- _Task goal_
Copy out the items from the start through the line containing "[[0, 181, 111, 195]]", without any pictures.

- _Given entries_
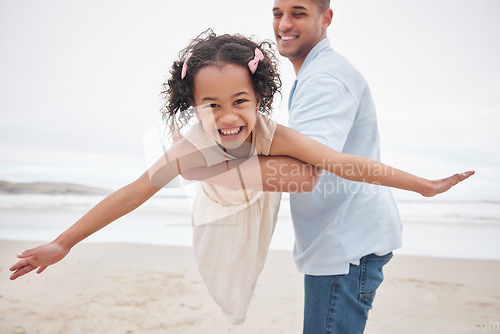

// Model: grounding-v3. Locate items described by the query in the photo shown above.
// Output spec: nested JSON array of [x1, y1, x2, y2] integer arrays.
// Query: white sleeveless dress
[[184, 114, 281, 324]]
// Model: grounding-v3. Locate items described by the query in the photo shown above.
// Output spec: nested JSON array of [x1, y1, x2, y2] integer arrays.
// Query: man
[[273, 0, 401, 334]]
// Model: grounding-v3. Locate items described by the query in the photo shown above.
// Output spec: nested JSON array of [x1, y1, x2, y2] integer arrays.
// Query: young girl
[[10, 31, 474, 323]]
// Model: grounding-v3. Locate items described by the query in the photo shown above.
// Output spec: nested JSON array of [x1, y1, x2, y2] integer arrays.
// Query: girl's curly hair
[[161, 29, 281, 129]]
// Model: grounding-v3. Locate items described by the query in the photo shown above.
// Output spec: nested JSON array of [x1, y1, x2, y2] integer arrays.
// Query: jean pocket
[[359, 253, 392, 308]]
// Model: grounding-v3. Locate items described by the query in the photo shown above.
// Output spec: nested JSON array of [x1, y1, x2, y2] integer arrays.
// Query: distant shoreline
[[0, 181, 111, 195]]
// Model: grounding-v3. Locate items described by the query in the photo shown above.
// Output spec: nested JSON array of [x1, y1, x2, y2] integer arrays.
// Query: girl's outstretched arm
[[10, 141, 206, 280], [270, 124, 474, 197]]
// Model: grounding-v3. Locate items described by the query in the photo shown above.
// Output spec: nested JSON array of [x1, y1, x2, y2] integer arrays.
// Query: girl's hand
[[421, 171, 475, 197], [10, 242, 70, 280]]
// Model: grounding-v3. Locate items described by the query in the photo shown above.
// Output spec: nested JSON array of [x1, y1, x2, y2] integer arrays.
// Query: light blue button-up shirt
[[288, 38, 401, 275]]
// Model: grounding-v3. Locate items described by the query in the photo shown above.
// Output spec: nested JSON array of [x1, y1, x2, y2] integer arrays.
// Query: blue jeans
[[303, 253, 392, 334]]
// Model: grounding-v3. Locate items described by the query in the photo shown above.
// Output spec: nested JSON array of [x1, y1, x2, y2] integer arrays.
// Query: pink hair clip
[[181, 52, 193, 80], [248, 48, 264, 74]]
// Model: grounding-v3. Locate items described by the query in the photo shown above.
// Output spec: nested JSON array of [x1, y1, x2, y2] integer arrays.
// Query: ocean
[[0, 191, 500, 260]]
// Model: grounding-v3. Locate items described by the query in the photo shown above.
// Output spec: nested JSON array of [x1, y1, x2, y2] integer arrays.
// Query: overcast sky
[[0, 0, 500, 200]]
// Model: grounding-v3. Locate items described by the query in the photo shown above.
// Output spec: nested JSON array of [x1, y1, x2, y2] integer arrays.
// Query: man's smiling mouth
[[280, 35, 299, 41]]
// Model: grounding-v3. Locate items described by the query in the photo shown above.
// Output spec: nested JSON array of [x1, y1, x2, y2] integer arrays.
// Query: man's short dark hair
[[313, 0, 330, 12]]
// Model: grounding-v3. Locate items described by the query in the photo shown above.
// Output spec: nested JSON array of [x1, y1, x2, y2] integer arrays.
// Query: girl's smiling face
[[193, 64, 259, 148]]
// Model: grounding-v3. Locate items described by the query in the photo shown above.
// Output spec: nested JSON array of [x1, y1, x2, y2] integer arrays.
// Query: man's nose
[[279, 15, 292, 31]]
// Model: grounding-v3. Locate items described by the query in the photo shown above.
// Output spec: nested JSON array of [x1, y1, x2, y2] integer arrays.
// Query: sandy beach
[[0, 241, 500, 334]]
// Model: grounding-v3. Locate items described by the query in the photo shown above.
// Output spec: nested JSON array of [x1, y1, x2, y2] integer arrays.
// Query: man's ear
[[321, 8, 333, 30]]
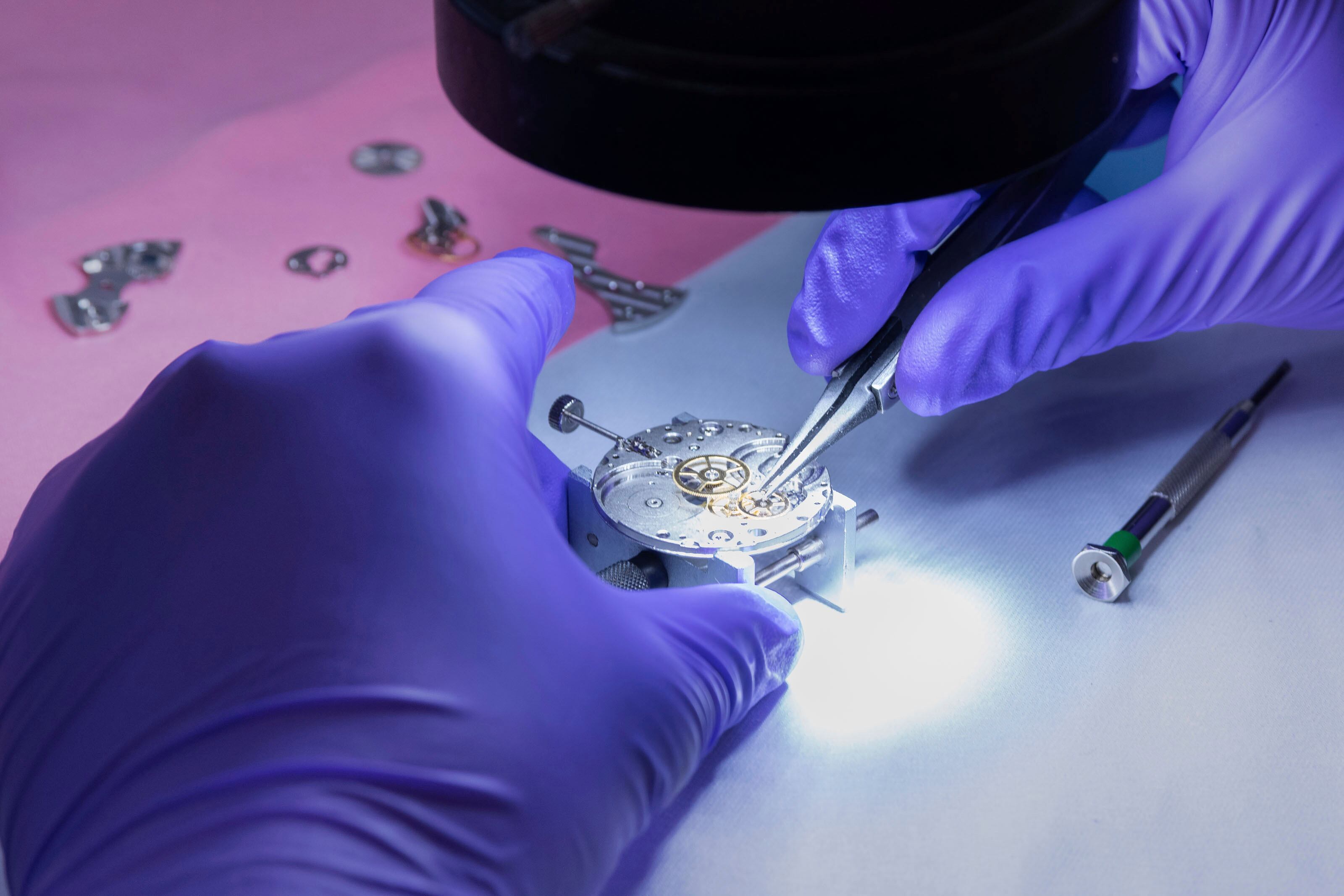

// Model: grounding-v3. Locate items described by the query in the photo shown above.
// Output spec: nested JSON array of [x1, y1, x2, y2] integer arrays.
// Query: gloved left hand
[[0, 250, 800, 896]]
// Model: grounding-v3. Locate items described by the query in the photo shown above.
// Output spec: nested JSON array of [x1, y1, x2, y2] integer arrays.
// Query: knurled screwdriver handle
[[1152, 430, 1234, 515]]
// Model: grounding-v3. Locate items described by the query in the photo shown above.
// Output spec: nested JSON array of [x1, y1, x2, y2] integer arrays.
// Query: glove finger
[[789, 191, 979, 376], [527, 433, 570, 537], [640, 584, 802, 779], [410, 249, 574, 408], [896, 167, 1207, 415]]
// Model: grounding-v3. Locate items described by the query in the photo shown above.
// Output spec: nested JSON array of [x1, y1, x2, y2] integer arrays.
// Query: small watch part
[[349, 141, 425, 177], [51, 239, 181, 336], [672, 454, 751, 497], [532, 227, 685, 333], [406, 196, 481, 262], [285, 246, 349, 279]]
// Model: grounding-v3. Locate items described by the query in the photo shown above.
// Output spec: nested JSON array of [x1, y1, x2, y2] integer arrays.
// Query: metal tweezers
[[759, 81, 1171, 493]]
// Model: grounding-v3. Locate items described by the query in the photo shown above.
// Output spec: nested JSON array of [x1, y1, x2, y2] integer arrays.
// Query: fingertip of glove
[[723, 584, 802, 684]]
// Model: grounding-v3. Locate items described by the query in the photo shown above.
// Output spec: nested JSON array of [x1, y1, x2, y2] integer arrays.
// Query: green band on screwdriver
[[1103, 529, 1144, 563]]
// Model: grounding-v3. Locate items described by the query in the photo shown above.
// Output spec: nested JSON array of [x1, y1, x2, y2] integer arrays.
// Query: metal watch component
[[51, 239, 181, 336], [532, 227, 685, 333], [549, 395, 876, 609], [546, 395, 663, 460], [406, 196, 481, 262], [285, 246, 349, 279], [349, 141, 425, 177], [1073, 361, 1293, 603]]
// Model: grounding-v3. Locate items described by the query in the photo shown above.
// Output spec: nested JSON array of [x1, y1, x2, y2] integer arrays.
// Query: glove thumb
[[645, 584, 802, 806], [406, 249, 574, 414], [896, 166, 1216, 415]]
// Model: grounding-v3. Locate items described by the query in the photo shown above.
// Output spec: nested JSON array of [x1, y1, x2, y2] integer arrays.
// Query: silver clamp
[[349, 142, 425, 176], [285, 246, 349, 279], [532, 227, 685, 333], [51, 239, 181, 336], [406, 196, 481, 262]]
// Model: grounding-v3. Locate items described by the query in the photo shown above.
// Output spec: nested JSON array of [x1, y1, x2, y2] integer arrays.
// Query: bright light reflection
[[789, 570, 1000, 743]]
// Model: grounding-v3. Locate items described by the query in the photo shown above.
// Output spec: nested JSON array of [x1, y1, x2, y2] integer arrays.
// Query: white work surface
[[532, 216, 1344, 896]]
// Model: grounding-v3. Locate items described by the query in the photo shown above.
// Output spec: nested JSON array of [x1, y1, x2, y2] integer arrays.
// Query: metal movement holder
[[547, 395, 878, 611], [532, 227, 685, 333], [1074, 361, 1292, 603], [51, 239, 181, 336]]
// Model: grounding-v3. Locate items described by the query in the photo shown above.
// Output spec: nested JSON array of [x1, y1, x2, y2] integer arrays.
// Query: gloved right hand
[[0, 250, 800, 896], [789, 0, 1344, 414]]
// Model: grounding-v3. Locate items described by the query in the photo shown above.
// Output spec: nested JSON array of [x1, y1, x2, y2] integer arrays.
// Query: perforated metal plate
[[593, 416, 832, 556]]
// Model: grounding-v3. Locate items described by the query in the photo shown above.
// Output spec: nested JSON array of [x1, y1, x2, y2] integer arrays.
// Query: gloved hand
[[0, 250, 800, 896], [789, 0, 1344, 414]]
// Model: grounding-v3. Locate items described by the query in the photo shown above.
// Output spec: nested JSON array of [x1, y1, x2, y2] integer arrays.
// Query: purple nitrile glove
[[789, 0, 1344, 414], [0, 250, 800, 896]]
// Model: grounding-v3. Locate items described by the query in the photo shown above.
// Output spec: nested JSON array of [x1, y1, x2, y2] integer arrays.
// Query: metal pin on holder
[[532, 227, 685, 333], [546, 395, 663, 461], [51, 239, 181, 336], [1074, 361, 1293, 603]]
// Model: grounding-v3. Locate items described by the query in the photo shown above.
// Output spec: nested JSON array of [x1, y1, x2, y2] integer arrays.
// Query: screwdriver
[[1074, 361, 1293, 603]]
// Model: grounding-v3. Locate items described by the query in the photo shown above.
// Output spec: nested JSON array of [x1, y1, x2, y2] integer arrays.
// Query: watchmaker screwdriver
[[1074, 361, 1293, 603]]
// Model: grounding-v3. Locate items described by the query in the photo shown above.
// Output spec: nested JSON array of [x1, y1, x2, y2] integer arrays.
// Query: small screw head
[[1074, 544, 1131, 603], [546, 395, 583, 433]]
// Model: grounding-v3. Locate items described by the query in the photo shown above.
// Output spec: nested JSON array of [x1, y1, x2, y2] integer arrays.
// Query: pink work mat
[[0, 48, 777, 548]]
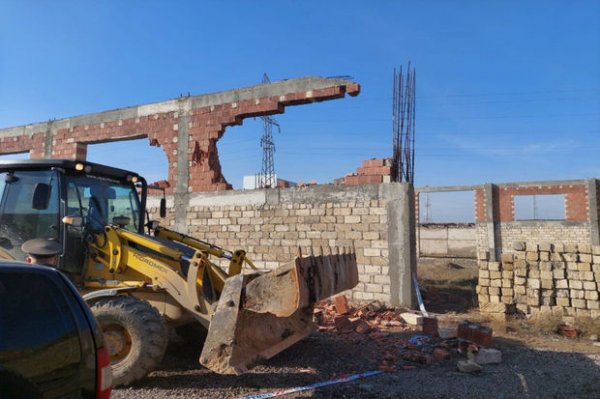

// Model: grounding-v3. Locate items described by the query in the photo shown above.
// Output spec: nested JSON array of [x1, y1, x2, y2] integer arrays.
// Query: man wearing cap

- _Response to the task_
// Model: grounding-v3. Locate items described by the query in the photo shown above.
// Output spec: nested JSON array of [x1, y1, x2, y2] integer arrays.
// Query: white sleeveless dress
[[184, 114, 281, 324]]
// Model: grounding-v3. Locate items described by the query in the photo shown above.
// Output spec: nested JSON array of [x1, y1, x2, y2] integer arrays.
// Query: man
[[273, 0, 401, 334]]
// Model: grounding-v3. Locate items described by the query in the photo shown above.
// Output spec: nested JSON array of [x1, y1, x2, y2] integer arrays.
// Query: young girl
[[10, 31, 474, 323]]
// Model: grounding-v3. Locate items described by the query in the photo shown above.
// Output spec: nested JSON array of [x1, y1, x2, y2] integer arrays.
// Query: girl's curly hair
[[161, 29, 281, 129]]
// Model: grounding-v3. Locate items described by the query in the photo shown above.
// Output spec: nested JSON array of [x1, y1, x2, y2] integer arrays.
// Query: jean pocket
[[359, 253, 392, 308]]
// Model: grounding-v3. Locate items described by the query in the photo shown above.
// Output spec: nested JSON array of [x1, y1, x2, y2] integer arrays.
// Query: distant shoreline
[[0, 181, 111, 195]]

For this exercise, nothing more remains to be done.